# SOURCE RECORDS

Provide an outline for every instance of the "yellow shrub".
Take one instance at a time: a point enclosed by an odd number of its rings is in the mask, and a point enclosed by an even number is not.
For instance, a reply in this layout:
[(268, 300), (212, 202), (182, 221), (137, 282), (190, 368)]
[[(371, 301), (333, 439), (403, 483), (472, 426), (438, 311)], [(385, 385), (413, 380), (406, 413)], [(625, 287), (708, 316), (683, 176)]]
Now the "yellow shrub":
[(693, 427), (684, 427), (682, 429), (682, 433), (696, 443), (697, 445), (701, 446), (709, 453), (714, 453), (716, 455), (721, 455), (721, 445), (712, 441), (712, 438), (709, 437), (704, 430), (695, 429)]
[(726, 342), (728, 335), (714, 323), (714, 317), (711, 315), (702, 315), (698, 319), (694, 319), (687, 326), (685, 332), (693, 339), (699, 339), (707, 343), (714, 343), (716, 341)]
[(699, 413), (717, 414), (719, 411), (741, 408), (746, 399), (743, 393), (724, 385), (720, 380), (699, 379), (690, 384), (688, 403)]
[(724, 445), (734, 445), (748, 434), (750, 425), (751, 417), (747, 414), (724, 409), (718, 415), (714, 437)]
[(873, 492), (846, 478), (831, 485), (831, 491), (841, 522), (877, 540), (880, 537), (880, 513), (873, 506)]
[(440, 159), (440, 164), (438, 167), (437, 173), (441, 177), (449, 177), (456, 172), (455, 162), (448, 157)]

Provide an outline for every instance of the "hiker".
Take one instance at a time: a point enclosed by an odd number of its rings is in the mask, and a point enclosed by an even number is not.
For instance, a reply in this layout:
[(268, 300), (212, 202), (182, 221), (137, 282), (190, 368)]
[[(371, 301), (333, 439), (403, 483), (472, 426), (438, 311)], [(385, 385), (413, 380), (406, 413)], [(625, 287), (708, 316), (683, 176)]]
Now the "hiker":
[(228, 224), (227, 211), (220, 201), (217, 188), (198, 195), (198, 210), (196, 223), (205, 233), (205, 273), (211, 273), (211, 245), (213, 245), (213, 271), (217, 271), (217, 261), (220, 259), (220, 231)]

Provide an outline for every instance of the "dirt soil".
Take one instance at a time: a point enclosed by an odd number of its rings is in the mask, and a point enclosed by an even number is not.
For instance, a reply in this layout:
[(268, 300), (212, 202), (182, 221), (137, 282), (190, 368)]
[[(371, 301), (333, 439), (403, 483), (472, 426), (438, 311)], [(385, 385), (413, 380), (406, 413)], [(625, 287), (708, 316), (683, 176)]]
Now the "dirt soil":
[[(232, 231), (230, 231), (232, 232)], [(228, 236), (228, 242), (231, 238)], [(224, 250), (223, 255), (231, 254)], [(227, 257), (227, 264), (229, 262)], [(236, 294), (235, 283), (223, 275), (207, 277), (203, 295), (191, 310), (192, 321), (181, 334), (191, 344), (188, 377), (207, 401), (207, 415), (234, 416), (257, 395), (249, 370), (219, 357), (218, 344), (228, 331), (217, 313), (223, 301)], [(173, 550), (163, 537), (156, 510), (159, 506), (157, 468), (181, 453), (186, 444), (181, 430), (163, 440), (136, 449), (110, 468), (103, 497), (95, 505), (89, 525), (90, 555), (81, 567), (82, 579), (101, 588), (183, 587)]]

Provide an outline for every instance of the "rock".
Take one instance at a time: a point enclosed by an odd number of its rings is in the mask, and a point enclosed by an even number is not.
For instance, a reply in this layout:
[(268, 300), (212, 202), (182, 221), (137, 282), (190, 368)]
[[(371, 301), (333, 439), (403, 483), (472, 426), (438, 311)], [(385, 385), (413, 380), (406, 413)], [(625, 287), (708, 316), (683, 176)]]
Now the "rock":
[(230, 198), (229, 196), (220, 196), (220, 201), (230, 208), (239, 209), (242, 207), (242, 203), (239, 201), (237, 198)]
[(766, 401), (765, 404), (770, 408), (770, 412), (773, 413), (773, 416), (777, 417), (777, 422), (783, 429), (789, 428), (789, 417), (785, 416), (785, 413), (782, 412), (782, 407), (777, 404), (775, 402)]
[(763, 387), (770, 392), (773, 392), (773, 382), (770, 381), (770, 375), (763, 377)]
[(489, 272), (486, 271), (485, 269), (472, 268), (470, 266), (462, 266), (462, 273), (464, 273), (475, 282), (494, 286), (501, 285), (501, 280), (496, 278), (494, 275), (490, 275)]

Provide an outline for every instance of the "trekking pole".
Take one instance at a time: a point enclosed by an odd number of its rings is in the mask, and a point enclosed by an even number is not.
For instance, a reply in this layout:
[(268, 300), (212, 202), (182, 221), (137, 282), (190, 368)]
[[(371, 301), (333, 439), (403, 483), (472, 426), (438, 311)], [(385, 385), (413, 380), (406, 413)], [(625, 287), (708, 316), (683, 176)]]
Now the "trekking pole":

# INSTRUCTION
Copy every row above verbatim, character for character.

# PROBLEM SOLUTION
Provide an outline for every instance of the "yellow shrub".
Take one instance at a time: a point enclosed by an odd number of its rings is in the mask, and a point enclosed by an even number is not.
For instance, a reply in this layout:
[(268, 300), (212, 202), (182, 221), (137, 282), (190, 368)]
[[(371, 301), (333, 439), (403, 483), (472, 426), (438, 311)], [(385, 385), (413, 380), (406, 413)], [(625, 287), (708, 316), (683, 176)]]
Now the "yellow shrub":
[(693, 427), (684, 427), (682, 429), (682, 433), (696, 443), (697, 445), (701, 446), (709, 453), (714, 453), (716, 455), (721, 455), (721, 445), (712, 441), (712, 438), (709, 437), (704, 430), (695, 429)]
[(726, 342), (728, 335), (714, 323), (714, 317), (711, 315), (702, 315), (698, 319), (694, 319), (687, 326), (685, 332), (693, 339), (699, 339), (707, 343), (714, 343), (716, 341)]
[(699, 413), (717, 414), (719, 411), (741, 408), (746, 399), (743, 393), (724, 385), (720, 380), (699, 379), (690, 384), (688, 403)]
[(724, 445), (734, 445), (748, 434), (750, 425), (751, 417), (747, 414), (724, 409), (718, 415), (714, 437)]
[(873, 492), (846, 478), (831, 485), (831, 491), (841, 522), (877, 540), (880, 537), (880, 513), (873, 506)]
[(440, 159), (440, 164), (438, 167), (437, 173), (441, 177), (449, 177), (456, 172), (455, 162), (448, 157)]

Provide an outline for every instance of the "hiker".
Take one instance at a time: a point enclosed by an odd number of its rings is in the mask, and a point enclosed by an even number is not.
For instance, a reply in this layout:
[(268, 300), (212, 202), (182, 221), (137, 282), (190, 368)]
[[(371, 301), (333, 439), (403, 483), (472, 426), (438, 311)], [(385, 385), (413, 380), (406, 413)], [(625, 287), (708, 316), (683, 176)]]
Now the "hiker":
[(228, 224), (227, 211), (220, 201), (217, 188), (198, 195), (198, 210), (196, 223), (205, 233), (205, 273), (211, 273), (211, 245), (213, 245), (213, 271), (217, 271), (217, 261), (220, 259), (220, 231)]

Provide an outline for every instance of the "dirt soil".
Take one instance at a time: a point enclosed by an odd number of its rings is in the mask, and a point enclosed by an even number is not.
For instance, a reply in this layout:
[(268, 300), (212, 202), (182, 221), (137, 282), (190, 368)]
[[(371, 301), (333, 439), (403, 483), (472, 426), (438, 311)], [(385, 385), (413, 380), (406, 413)], [(625, 287), (708, 316), (683, 176)]]
Now the "dirt soil":
[[(232, 231), (230, 231), (232, 232)], [(228, 236), (228, 242), (231, 238)], [(224, 250), (223, 255), (231, 254)], [(227, 257), (227, 264), (229, 262)], [(236, 294), (235, 283), (223, 275), (207, 277), (203, 295), (191, 310), (192, 321), (181, 334), (191, 344), (188, 377), (207, 401), (207, 415), (234, 416), (257, 395), (249, 370), (219, 357), (218, 344), (228, 331), (217, 313), (223, 301)], [(173, 550), (163, 537), (156, 510), (159, 506), (157, 468), (181, 453), (186, 444), (181, 430), (163, 440), (136, 449), (110, 468), (103, 497), (95, 505), (89, 525), (90, 555), (81, 567), (82, 579), (101, 588), (183, 587)]]

Provide an outline for every instance of the "rock".
Take one instance at a time: a point enclosed by an odd number of its rings is in the mask, and a point enclosed by an even number is not.
For instance, a reply in this layout:
[(268, 300), (212, 202), (182, 221), (137, 282), (190, 368)]
[[(371, 301), (333, 439), (403, 483), (472, 426), (438, 311)], [(385, 385), (413, 380), (406, 413)], [(625, 287), (708, 316), (683, 176)]]
Now the "rock":
[(230, 198), (229, 196), (220, 196), (220, 201), (230, 208), (239, 209), (242, 207), (242, 203), (239, 201), (237, 198)]
[(766, 401), (765, 404), (770, 408), (770, 412), (773, 413), (773, 416), (777, 417), (777, 422), (783, 429), (789, 428), (789, 417), (785, 416), (785, 413), (782, 412), (782, 407), (777, 404), (775, 402)]
[(763, 387), (770, 392), (773, 392), (773, 382), (770, 381), (770, 375), (763, 377)]
[(489, 272), (486, 271), (485, 269), (472, 268), (470, 266), (462, 266), (462, 273), (464, 273), (475, 282), (494, 286), (501, 285), (501, 280), (496, 278), (494, 275), (490, 275)]

Provide an outline for every instance of the "trekking pole".
Take one instance at a time: a point enclosed by an odd number of its rings is in the mask, and a point enclosed by an even number is not.
For instance, a reply in this layout:
[(268, 300), (212, 202), (182, 221), (137, 282), (190, 368)]
[[(371, 301), (333, 439), (403, 483), (472, 426), (438, 311)], [(385, 385), (413, 380), (406, 413)], [(625, 287), (708, 316), (683, 176)]]
Now the "trekking pole":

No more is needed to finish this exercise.